§ Trecho do texto:

####################

2. Das medidas anti-tráfico de pessoas:

- Uma política nacional deve considerar os variados e dinâmicos contextos regionais e as
experiências de homens, mulheres e crianças envolvidos nas migrações contemporâneas, a fim de orientar suas ações institucionais. Sugerimos a criação de instâncias regionais de monitoramento e discussão das realidades particulares da problemática do tráfico de pessoas, assim como o estímulo à produção de encontros e seminários regionais e inter-regionais para a discussão e sensibilização social sobre o assunto. O tráfico de pessoas mantém relações mais complexas com a problemática da migração irregular ou indocumentada e não pode reduzir-se a uma atenção criminalizante dos percursos migratórios.
- Há necessidade de ampliar a discussão dos Protocolos adicionais à Convenção das Nações
Unidas contra a Criminalidade Organizada Transnacional, tais como o Protocolo Contra o Tráfico
Ilícito de Migrantes por Terra, Mar e Ar e o Protocolo de Palermo, a fim de evitar a adoção de
noções essencializadas sobre tráfico e contrabando de pessoas, quando se refere às categorias
mulheres-crianças; migrantes. Sugerimos cuidados redobrados na interação entre o Protocolo de
Palermo e o Código Penal Brasileiro, especialmente no que tange ao tema da prostituição, evitandose a repressão da autoprostituição de maiores de idade (prática legal no Brasil), o que acarretaria possivelmente o aumento da exclusão social e a violação de direitos dos profissionais do sexo. Neste sentido, é importante dar atenção a possíveis contradições entre o Protocolo de Palermo e o Código Penal Brasileiro, pois o Código Penal, em seu artigo 231, define qualquer assistência ao movimento internacional e nacional (231a) de prostitutas estritamente como tráfico de pessoas, sem fazer menção aos conceitos de exploração e de violação de direitos humanos, que orientam a definição do crime de tráfico de pessoas no Protocolo de Palermo.

####################

§ Dados extraídos:
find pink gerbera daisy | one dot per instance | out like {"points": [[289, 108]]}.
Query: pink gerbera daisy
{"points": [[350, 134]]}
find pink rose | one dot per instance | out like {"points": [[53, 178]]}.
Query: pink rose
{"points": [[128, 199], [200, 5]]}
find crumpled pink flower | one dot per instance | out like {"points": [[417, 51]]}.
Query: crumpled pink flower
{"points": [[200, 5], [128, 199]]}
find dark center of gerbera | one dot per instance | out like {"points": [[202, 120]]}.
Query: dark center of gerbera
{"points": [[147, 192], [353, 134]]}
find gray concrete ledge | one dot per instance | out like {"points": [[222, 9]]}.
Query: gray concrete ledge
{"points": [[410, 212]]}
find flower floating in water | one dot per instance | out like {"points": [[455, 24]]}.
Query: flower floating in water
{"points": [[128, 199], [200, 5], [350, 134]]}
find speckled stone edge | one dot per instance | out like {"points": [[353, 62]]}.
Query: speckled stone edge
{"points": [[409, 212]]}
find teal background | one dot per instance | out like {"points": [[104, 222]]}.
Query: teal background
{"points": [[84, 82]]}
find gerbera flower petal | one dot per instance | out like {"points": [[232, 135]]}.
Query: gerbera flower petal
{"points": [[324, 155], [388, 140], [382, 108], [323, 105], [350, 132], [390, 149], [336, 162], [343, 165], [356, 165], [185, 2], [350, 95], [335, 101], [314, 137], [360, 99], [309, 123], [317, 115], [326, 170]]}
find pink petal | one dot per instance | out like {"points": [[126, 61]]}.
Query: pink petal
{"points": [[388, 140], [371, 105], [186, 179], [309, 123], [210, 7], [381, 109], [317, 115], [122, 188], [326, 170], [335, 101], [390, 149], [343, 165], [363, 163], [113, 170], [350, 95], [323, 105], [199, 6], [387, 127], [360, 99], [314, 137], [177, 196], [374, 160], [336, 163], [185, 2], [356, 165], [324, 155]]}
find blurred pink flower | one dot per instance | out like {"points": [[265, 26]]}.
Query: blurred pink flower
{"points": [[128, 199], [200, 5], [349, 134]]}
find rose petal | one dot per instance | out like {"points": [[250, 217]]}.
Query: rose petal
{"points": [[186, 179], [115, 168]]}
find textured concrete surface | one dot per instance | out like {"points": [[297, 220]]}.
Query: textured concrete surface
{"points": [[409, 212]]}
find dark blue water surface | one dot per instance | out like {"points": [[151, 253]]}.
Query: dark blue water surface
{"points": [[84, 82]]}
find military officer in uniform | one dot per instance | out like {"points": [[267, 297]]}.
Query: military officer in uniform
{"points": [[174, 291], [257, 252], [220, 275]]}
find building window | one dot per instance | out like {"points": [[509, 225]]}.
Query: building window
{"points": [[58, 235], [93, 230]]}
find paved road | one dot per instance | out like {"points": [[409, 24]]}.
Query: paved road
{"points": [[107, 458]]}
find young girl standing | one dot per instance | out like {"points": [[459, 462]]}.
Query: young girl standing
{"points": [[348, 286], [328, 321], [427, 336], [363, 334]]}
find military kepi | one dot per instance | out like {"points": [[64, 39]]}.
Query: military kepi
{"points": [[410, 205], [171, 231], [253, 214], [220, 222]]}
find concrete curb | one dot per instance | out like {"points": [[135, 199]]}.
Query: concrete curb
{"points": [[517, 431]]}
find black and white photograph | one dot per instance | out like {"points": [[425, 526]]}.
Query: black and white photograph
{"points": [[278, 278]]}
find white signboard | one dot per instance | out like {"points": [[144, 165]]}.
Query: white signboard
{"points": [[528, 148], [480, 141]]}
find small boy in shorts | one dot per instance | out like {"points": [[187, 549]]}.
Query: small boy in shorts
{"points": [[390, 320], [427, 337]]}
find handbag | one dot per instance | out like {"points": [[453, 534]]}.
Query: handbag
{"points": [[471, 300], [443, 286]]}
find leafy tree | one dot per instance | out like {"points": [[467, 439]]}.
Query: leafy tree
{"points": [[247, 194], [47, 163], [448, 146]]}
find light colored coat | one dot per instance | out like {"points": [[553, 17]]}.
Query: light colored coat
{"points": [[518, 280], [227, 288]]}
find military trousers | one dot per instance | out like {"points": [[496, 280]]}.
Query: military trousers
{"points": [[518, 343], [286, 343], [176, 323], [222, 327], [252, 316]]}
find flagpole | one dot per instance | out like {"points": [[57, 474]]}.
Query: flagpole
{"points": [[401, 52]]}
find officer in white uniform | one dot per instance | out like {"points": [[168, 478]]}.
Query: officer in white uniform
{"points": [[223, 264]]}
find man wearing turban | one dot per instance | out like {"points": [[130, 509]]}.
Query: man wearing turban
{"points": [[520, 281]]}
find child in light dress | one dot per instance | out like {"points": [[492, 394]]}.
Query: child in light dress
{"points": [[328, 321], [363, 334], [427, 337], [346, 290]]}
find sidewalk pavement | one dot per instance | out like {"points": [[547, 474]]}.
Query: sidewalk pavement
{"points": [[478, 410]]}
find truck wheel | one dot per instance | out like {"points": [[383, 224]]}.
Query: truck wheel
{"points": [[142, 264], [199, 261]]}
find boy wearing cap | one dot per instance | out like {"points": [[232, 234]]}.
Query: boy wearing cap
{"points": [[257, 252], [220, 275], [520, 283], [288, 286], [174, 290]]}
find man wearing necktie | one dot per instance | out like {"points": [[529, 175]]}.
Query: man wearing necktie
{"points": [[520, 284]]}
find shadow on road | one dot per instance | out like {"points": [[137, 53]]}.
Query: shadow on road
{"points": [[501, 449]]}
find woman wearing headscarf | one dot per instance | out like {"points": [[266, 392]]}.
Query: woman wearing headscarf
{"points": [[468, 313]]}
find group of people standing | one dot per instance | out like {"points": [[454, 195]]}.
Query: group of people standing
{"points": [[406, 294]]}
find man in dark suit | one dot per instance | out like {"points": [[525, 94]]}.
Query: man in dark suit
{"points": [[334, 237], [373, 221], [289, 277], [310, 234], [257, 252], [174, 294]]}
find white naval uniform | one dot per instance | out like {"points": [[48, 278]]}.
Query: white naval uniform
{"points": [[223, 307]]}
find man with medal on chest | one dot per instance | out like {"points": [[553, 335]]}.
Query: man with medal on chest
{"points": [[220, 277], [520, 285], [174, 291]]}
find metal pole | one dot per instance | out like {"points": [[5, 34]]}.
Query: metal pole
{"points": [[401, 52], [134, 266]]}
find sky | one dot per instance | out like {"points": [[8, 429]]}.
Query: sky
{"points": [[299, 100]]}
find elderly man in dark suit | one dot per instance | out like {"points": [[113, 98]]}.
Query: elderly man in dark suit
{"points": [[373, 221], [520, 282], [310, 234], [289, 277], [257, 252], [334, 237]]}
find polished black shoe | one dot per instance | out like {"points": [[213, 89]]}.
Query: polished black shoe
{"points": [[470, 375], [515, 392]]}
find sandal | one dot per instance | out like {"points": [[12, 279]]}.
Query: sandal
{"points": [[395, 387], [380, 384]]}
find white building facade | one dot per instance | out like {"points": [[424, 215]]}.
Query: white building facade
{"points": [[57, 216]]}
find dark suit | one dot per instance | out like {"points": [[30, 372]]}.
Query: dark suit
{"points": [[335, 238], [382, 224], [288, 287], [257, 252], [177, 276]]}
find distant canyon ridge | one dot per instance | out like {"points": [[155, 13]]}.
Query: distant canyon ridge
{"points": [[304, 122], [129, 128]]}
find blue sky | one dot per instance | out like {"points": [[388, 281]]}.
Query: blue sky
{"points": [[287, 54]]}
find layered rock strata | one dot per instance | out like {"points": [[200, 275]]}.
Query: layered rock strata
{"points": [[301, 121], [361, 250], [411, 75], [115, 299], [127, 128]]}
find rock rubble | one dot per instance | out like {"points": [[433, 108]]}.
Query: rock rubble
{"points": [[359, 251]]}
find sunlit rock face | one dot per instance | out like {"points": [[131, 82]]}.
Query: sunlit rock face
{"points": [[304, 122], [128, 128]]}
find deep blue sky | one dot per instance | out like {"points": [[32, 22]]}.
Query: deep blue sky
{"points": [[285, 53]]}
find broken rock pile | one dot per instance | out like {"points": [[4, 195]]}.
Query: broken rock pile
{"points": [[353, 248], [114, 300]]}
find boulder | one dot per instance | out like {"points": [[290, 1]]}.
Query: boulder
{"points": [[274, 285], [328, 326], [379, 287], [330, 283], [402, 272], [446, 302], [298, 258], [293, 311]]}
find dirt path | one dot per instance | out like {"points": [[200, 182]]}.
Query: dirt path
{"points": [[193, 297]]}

####################

§ Conjunto de tarefas:
(1) Qual artigo do Código Penal Brasileiro é citado no trecho sobre tráfico de pessoas?
(2) Transcreva o trecho sobre tráfico de pessoas começando em "2. Das medidas" e terminando em "dos percursos migratórios.".
(3) Escreva a continuação do trecho sobre tráfico de pessoas a partir da última frase apresentada.

§ Resultados por tarefa:
(1) O artigo 231.

(2)
2. Das medidas anti-tráfico de pessoas:

- Uma política nacional deve considerar os variados e dinâmicos contextos regionais e as
experiências de homens, mulheres e crianças envolvidos nas migrações contemporâneas, a fim de orientar suas ações institucionais. Sugerimos a criação de instâncias regionais de monitoramento e discussão das realidades particulares da problemática do tráfico de pessoas, assim como o estímulo à produção de encontros e seminários regionais e inter-regionais para a discussão e sensibilização social sobre o assunto. O tráfico de pessoas mantém relações mais complexas com a problemática da migração irregular ou indocumentada e não pode reduzir-se a uma atenção criminalizante dos percursos migratórios.

(3)
- O enfrentamento ao tráfico deve ser subsidiado por uma sensibilização de corporações da
segurança pública, juízes, promotores e defensores públicos sobre os tratados internacionais de
proteção aos direitos humanos e a compreensão do princípio pro homini que rompe
incompatibilidades jurídicas, de normativas nacionais e tratados internacionais, em favor da maior proteção das vítimas. Tal debate é imperativo não somente aos operadores do direito. Ele consiste, também, em uma tarefa que deve ser levada aos âmbitos de formação universitária de advogados e introduzida na agenda de outros saberes que cooperam no enfrentamento ao tráfico de pessoas.
- Há necessidade de transparência em todos os atos administrativos que se refiram ao tráfico de
pessoas, não somente na divulgação de dados oficiais, mas também no acesso facilitado a
documentos e procedimentos judiciais e administrativos por parte dos implicados em tais
procedimentos. O princípio da transparência deve abranger não somente os atos judiciais, mas
atingir os procedimentos administrativos que incidem sobre os cidadãos, quando do indiciamento e avaliação do comprometimento das potenciais vítimas.

3. Da democratização das políticas de enfrentamento ao tráfico de pessoas:

- Entendemos que a democratização do debate é uma das garantias para se conduzir a política de
enfrentamento ao tráfico de pessoas de forma democrática, efetiva e duradoura. Portanto, o II Plano deve buscar modos de empreender um amplo processo de consulta e participação de entidades sociais, cujos atores são tidos como potencialmente vulneráveis ao tráfico de pessoas, tais como Organizações Não Governamentais de profissionais do sexo filiadas à Rede Brasileira de Prostitutas e organizações e sindicatos de trabalhadores envolvidos no fortalecimento de sua cidadania e de condições de trabalho dignas. Para um efetivo envolvimento da sociedade civil, há a necessidade de manter a interlocução com uma gama heterogênea e diversificada de agentes, incluindo-se aí trabalhadores que, mesmo exercendo atividades legais são tradicionalmente alvo de preconceitos e estigmas.
- Sugere-se a realização de avaliações periódicas da implementação das ações adotadas pelo II
Plano Nacional de Enfrentamento ao Tráfico de Pessoas que possam orientar os redirecionamentos e ajustes necessários dessas ações atendendo a dinâmicas regionais.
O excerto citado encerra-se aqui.